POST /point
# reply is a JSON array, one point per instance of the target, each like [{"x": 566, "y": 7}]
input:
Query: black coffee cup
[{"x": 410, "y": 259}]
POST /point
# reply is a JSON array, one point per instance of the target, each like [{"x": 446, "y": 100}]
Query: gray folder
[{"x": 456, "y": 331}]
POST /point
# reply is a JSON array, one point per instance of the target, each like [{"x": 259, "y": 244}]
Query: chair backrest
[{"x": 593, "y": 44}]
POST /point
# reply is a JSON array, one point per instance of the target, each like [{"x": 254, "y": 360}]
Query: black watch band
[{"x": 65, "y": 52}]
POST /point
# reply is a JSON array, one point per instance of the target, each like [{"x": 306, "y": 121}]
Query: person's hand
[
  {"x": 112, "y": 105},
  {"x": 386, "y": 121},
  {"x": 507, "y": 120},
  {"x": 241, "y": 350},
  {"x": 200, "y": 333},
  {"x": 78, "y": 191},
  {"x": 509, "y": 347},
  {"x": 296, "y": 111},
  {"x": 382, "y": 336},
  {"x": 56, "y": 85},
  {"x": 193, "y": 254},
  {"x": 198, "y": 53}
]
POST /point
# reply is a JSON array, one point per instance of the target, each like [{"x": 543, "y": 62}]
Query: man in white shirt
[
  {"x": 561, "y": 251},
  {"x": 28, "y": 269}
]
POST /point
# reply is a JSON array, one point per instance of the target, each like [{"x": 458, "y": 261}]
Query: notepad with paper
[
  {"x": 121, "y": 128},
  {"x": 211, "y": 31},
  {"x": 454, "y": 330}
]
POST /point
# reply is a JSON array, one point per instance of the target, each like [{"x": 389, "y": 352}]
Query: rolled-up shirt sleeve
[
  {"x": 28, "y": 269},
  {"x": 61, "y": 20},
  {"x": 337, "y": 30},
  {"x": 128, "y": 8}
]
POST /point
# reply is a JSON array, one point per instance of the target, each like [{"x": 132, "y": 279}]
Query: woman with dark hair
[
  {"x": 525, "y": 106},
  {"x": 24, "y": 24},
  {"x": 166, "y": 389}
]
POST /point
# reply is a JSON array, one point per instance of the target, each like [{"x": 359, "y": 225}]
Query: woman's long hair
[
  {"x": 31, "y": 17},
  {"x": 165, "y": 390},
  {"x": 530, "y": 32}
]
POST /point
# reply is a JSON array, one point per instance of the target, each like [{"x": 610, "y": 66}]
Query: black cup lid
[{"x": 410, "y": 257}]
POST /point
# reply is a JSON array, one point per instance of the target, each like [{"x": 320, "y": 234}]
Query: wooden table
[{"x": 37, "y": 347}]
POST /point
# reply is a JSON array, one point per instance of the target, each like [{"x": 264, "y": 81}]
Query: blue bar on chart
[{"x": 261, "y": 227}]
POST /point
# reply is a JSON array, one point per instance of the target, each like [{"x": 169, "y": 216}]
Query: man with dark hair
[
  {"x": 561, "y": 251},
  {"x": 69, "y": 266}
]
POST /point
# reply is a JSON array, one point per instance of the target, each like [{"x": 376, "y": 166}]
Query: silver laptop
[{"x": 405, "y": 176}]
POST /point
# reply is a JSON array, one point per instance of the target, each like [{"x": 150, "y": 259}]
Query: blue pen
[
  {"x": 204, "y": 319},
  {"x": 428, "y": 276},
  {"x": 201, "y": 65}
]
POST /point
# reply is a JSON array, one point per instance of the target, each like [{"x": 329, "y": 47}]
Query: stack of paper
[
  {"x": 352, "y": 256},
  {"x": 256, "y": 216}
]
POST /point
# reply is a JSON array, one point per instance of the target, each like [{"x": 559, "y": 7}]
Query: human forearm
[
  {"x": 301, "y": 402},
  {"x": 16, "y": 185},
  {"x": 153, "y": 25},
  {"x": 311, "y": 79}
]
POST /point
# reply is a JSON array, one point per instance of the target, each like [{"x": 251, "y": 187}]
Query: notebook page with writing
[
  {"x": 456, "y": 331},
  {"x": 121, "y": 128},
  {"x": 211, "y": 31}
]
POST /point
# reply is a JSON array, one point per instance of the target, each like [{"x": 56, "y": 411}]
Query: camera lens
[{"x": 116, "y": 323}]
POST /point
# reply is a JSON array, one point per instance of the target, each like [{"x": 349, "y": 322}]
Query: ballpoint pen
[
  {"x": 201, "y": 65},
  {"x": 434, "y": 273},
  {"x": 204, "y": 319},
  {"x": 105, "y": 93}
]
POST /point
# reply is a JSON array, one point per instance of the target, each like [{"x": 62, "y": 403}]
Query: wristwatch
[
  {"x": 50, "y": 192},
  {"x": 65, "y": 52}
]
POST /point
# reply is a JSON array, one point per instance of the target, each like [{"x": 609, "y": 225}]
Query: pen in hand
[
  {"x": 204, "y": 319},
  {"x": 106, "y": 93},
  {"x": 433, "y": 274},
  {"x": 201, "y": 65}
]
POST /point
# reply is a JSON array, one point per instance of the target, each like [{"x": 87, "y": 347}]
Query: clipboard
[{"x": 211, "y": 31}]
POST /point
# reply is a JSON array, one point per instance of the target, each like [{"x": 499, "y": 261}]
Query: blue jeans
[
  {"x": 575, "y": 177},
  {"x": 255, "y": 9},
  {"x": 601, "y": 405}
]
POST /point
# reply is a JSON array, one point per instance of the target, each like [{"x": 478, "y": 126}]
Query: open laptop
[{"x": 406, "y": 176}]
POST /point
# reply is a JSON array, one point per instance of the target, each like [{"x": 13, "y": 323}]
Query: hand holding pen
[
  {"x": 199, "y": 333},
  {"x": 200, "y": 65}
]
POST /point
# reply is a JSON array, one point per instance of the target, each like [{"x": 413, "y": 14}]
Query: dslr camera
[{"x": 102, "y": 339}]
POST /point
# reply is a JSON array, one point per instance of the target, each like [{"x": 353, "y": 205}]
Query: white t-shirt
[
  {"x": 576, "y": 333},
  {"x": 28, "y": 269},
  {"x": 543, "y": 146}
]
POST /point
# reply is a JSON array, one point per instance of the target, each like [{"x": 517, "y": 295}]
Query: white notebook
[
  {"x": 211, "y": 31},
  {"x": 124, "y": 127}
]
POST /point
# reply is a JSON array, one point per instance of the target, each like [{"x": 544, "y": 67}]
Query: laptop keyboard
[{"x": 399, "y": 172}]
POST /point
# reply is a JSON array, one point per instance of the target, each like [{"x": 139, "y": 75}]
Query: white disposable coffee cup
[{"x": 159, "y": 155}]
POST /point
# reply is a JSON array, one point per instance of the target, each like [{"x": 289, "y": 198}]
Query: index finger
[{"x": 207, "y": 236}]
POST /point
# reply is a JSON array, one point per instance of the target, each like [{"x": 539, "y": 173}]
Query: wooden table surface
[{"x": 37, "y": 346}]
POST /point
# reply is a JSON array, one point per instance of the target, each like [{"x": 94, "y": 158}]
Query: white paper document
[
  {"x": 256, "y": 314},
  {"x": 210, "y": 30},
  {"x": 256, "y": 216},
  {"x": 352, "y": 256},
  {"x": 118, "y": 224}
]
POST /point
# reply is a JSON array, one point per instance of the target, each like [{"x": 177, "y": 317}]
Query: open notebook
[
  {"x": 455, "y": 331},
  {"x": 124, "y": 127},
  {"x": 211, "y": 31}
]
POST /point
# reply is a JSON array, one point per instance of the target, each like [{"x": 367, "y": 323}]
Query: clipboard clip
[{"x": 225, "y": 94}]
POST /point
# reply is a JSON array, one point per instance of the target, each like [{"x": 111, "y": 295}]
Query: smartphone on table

================

Выпишите из приведенных выше строк все те, в которых встречается слово «coffee».

Query: black coffee cup
Query: white disposable coffee cup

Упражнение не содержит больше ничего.